**Pasaje:**
Ugo Pipitone
Política económica de Estado
Aveces la política ayuda y a veces estorba. Y sin embargo, para bien y para mal, estamos amarrados a ella, a sus tiempos, a sus personalismos, a sus prolongados sueños ideológicos. La alternativa sería la fórmula conocida de "mucha administración y poca política"; la tecnocracia, diríamos hoy. O sea: la escopeta que se vuelve cazador. Normalmente, un remedio peor que la enfermedad.
Pero la ausencia de alternativas a la política no impide reconocer en ocasiones sus entrampamientos y su pasmosa dificultad de generar ideas. Claro que, dicho así, suena algo brutal y, quizá, injusto. Pero, limitándonos a los trazos más gruesos de la pintura, parece difícil sustraerse a la impresión de un presente mexicano en que la política estorba más de lo que impulsa la marcha del país. Entre confusión de objetivos, nostalgias corporativas y ensoñaciones populistas y carismáticas, no hay mucho de qué estar alegres.
Según datos recientes, el PIB per cápita de México es de poco más de 6 mil dólares, el mayor de América Latina. Pero menos de una quinta parte respecto a Estados Unidos y la mitad o menos frente a países como Grecia y Portugal. Y ese es el punto. Pero, en realidad, ni esa situación puede considerarse adquirida. Si México no proyecta su mirada al futuro estableciendo compromisos y metas de mediano-largo plazo, corremos el riesgo de que se amplíe aún más la distancia frente a las economías de mayor crecimiento del mundo.

**Instrucciones a seguir:**
Resume el pasaje en dos oraciones.

**Líneas extraídas:**

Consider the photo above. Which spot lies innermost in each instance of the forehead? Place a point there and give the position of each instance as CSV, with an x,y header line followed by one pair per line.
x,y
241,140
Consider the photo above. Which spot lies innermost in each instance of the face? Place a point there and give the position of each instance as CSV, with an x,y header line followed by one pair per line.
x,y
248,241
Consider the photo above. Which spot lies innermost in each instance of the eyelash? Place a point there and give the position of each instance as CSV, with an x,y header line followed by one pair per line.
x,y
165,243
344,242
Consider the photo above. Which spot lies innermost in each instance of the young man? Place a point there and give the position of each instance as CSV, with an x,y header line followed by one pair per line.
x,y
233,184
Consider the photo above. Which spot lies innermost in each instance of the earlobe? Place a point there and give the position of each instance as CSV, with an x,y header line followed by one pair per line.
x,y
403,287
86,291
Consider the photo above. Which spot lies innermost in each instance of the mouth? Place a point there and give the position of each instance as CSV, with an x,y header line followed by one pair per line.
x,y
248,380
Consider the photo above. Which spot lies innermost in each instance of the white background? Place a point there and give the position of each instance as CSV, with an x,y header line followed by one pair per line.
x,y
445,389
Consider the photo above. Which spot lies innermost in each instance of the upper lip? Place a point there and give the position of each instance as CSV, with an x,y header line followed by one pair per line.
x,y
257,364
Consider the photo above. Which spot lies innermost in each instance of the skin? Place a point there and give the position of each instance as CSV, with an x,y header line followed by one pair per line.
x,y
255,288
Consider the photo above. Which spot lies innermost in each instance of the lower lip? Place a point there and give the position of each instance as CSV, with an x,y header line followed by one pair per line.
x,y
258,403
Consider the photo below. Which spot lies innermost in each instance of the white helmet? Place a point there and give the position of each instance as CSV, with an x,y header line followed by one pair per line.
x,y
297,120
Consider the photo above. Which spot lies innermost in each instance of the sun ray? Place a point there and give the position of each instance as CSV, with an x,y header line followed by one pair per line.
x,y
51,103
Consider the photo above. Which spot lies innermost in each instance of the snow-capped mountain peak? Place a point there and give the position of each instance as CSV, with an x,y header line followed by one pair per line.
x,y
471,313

**Resultado obtenido:**
Aunque no hay alternativa a la política, pues la tecnocracia suele ser un remedio peor que la enfermedad, en el México actual la política parece estorbar más de lo que impulsa la marcha del país. El PIB per cápita mexicano, de poco más de 6 mil dólares, es el mayor de América Latina pero muy inferior al de Estados Unidos, Grecia o Portugal, y sin compromisos y metas de mediano-largo plazo la distancia frente a las economías de mayor crecimiento del mundo podría ampliarse.